───── Texto extraído

Licurgo, instaurador de la tregua olímpica

S OBRE el legislador Licurgo, en conjunto, no puede afirmarse nada fuera de dudas, ya que su ascendencia, viaje y muerte, además de la actividad concerniente a sus leyes y a su labor política, cuentan con historias varias. Pero todavía menos consenso encuentran las fechas en que vivió este hombre.

Unos dicen, en efecto, que floreció con Hito y con él instituyó la tregua olímpica; entre ellos también estaba el filósofo Aristóteles, el cual aporta, como prueba, el disco de las Olimpiadas, en el que el nombre de Licurgo se conserva escrito. Otros, calculando la fecha con las listas de sucesión de los que han reinado en Esparta, como Eratóstenes y Apolodoro, la fijan no pocos años antes de la primera Olimpiada. Por su parte, Timeo conjetura que, por haber existido dos Licurgos en Esparta en época distinta, a uno de ellos se atribuyen, por su fama, los hechos de ambos, y que el más antiguo vivió no muy lejos de los tiempos de Hornero. Según algunos, incluso se encontró personalmente con Homero. También Jenofonte da fe de su antigüedad en el pasaje donde dice que nuestro hombre vivió en época de los Heraclidas, pues, ciertamente, por linaje, Heraclidas eran también los reyes más recientes de Esparta; pero éste, al parecer, quiere llamar Heraclidas a aquellos primeros y emparentados con Heracles. (PLUTARCO, «Vidas paralelas I», 1-7, traducción de A. Pérez Giménez.)

──────────

[Tarea planteada a] En el texto sobre Licurgo, ¿qué aporta Aristóteles como prueba?
El texto y las filas son materiales independientes entre sí.

───── Datos proporcionados

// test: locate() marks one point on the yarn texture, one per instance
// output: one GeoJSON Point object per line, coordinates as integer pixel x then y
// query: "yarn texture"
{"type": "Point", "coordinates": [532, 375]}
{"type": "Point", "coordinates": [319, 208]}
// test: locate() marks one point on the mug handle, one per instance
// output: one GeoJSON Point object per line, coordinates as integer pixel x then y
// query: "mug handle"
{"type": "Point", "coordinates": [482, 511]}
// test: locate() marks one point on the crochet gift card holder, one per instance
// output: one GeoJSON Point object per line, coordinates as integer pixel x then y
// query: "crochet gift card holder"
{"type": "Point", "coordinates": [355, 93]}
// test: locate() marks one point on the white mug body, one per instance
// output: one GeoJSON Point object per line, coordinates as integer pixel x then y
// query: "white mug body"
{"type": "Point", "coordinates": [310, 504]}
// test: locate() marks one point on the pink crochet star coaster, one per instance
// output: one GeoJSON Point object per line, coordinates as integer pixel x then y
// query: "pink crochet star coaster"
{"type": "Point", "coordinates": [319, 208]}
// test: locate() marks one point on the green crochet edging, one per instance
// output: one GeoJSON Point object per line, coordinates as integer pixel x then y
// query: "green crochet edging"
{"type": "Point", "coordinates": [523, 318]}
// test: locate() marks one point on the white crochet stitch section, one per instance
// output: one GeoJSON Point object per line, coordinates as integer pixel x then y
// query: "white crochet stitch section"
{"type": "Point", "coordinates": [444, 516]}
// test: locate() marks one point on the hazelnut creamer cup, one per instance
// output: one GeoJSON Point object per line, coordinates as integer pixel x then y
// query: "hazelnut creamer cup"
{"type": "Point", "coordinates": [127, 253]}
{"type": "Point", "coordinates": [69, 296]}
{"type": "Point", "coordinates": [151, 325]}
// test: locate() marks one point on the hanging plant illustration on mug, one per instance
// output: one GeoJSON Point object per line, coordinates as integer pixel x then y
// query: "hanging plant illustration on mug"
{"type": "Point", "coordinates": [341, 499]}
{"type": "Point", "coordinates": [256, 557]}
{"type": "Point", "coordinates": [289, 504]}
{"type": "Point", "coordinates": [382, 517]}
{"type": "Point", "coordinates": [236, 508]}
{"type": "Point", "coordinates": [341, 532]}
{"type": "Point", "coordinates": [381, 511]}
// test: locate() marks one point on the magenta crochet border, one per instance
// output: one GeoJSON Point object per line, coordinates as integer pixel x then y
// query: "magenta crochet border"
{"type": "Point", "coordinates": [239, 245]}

──────────

[Tarea planteada b] Convierte a CSV de dos columnas, consulta y respuesta, las filas de datos que empiezan en la que contiene "border, one per instance" y terminan al final de los datos, ambas incluidas. Pon una línea por cada consulta con su respuesta, cada campo entre comillas y con los saltos de línea cambiados por espacios.

[Respuesta desarrollada a] Aporta el disco de las Olimpiadas, en el que se conserva escrito el nombre de Licurgo.

[Respuesta desarrollada b]
consulta,respuesta
"// test: locate() marks one point on the magenta crochet border, one per instance // output: one GeoJSON Point object per line, coordinates as integer pixel x then y // query: ""magenta crochet border""","{""type"": ""Point"", ""coordinates"": [239, 245]}"